> _Task objective_
Compute how many lines below contain the word "snow" and respond with that number only.

> _Extracted information_
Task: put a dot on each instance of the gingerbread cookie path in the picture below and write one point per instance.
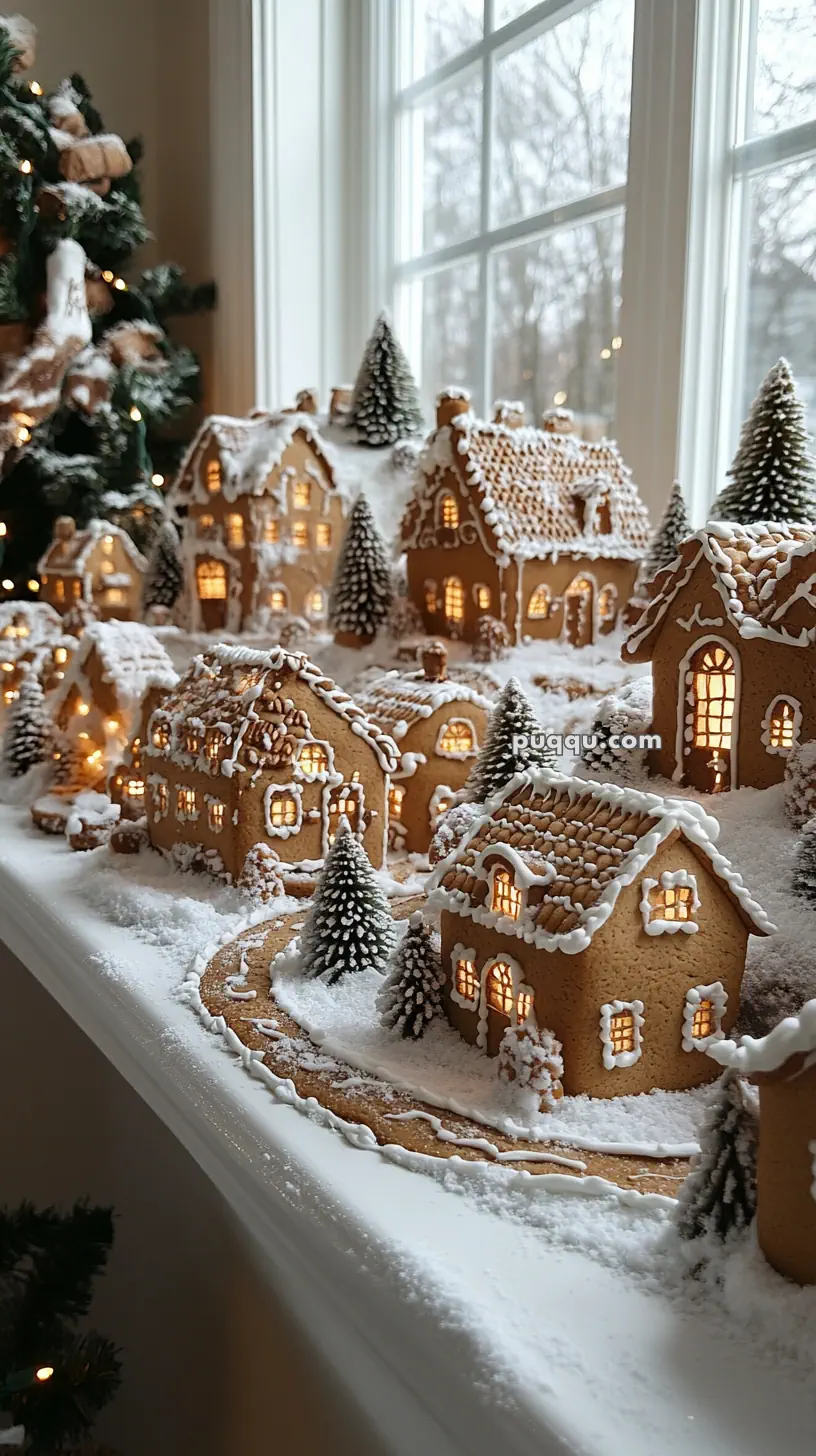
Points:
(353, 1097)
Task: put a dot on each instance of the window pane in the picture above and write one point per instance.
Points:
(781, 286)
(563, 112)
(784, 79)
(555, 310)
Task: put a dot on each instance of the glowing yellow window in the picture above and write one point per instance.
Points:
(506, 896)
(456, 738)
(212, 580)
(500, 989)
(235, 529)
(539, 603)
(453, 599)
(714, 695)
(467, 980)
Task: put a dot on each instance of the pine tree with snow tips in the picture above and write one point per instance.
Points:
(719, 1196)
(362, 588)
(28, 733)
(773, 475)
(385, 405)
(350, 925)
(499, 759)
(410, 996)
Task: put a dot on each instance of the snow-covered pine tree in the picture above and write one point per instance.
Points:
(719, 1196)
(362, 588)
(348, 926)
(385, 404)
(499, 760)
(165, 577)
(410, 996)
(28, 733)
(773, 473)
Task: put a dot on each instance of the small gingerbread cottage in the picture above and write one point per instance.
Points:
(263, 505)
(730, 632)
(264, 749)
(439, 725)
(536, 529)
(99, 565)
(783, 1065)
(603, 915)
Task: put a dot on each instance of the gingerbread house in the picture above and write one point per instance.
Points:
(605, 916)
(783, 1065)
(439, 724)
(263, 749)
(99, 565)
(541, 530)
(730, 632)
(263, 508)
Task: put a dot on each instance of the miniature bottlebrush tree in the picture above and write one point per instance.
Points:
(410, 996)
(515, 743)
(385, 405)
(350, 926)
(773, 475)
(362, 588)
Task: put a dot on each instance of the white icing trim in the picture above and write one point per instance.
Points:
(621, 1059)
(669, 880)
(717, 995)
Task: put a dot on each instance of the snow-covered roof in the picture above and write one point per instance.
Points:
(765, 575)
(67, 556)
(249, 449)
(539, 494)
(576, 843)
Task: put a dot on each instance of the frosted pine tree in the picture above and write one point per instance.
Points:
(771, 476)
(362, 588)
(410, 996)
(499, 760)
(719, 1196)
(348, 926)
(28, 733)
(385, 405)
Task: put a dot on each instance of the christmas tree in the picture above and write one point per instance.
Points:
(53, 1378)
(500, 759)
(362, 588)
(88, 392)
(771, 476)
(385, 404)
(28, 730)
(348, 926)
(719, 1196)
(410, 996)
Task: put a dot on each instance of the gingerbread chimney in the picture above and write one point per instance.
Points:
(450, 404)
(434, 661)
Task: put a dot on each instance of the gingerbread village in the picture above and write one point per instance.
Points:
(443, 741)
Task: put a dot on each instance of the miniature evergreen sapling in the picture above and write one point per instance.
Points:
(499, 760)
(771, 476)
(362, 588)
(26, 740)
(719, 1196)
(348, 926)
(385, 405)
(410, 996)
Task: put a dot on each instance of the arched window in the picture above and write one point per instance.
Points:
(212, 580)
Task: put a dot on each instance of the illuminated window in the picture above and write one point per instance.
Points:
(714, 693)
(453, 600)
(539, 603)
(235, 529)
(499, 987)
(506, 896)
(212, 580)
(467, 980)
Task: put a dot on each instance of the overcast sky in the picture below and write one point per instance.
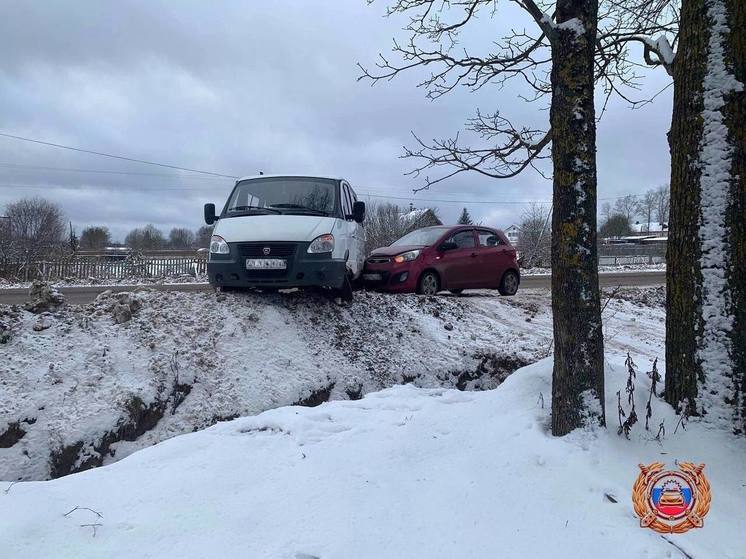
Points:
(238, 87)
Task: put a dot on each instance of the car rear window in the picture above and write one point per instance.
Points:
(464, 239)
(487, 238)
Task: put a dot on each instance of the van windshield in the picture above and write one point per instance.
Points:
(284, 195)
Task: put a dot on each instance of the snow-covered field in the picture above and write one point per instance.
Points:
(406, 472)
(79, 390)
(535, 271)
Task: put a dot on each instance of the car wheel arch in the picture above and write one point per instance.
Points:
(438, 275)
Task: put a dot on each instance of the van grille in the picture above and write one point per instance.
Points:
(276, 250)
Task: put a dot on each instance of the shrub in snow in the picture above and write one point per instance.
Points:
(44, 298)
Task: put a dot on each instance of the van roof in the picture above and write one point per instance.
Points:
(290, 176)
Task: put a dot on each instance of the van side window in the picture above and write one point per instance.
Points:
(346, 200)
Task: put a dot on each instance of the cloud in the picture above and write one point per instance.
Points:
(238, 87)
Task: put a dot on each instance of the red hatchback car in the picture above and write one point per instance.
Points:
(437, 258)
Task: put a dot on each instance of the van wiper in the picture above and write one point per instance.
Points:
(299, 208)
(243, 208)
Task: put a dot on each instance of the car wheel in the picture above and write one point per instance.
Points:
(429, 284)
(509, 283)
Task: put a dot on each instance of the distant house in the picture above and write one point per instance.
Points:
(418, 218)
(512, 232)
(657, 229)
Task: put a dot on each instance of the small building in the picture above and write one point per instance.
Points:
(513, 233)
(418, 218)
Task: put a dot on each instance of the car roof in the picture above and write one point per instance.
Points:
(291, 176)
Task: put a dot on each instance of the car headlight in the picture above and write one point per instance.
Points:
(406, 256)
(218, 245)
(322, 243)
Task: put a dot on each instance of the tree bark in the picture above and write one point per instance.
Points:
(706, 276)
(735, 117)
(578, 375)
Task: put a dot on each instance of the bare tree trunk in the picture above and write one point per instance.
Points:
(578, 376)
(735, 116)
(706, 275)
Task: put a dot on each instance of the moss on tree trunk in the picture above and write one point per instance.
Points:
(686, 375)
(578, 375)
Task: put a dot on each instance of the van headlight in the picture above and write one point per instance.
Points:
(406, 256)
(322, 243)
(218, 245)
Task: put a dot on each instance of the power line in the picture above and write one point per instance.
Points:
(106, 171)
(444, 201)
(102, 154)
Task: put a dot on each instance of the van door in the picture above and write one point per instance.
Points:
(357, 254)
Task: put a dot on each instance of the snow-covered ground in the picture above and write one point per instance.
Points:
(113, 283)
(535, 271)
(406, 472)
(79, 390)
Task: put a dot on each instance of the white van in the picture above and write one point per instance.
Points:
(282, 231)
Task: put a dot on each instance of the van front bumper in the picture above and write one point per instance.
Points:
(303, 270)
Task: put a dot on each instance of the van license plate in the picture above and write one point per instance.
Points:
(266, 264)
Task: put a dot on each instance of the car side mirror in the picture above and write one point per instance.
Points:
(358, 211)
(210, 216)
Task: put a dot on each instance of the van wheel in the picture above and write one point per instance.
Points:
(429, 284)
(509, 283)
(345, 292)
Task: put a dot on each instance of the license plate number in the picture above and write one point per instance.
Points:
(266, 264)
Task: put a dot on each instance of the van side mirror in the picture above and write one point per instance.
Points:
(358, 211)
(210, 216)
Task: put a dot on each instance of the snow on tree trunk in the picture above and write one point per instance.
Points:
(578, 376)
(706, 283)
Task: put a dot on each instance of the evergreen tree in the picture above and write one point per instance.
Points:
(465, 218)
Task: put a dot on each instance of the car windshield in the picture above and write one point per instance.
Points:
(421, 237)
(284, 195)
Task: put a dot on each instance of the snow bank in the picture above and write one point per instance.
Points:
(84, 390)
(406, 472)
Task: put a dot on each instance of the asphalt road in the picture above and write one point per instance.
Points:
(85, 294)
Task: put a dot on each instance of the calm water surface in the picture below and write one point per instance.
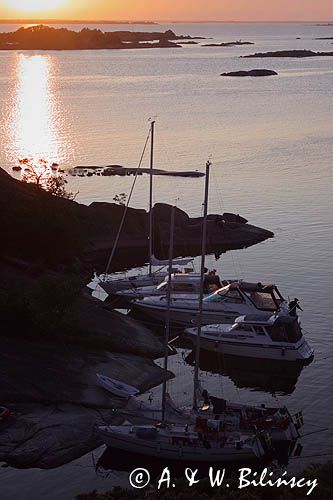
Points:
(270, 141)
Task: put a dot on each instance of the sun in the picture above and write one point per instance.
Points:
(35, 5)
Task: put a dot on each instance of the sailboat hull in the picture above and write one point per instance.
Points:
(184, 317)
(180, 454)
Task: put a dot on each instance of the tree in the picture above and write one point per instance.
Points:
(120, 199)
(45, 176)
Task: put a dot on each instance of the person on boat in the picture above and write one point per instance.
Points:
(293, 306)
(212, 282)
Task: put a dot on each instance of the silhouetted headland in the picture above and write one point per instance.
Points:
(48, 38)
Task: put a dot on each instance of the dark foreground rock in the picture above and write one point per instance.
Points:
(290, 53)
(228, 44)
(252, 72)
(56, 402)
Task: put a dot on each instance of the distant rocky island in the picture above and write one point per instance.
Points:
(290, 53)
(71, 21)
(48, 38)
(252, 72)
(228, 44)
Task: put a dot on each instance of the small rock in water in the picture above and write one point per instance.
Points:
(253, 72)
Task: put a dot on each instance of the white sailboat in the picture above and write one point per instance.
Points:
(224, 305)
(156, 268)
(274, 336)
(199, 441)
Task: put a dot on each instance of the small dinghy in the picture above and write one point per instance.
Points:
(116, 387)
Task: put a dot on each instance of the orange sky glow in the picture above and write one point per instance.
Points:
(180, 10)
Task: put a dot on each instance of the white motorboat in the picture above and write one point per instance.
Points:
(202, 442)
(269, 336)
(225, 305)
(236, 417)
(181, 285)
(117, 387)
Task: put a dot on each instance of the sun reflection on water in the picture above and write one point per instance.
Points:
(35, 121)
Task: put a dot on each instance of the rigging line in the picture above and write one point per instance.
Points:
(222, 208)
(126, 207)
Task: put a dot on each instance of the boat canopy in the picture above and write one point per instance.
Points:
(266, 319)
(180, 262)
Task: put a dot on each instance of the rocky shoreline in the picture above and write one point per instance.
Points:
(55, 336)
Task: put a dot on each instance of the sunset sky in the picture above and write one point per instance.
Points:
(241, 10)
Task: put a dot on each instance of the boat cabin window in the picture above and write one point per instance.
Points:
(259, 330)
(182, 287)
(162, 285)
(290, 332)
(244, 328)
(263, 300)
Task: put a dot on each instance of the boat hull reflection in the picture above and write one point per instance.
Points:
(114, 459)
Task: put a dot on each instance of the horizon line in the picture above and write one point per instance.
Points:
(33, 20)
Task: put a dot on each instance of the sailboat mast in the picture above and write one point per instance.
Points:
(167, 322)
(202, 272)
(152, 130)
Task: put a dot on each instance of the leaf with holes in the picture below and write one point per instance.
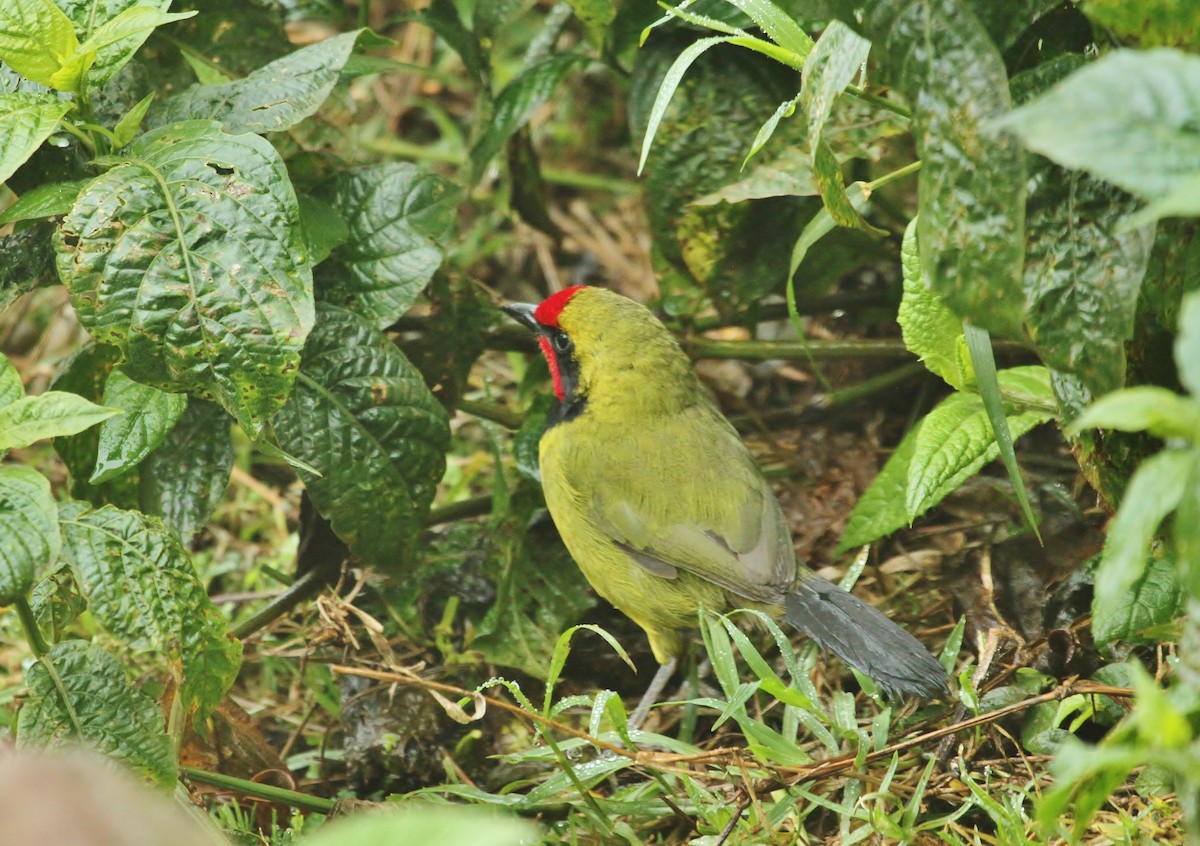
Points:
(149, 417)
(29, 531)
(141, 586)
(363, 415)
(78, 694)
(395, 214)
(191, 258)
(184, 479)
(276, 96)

> _Task solution_
8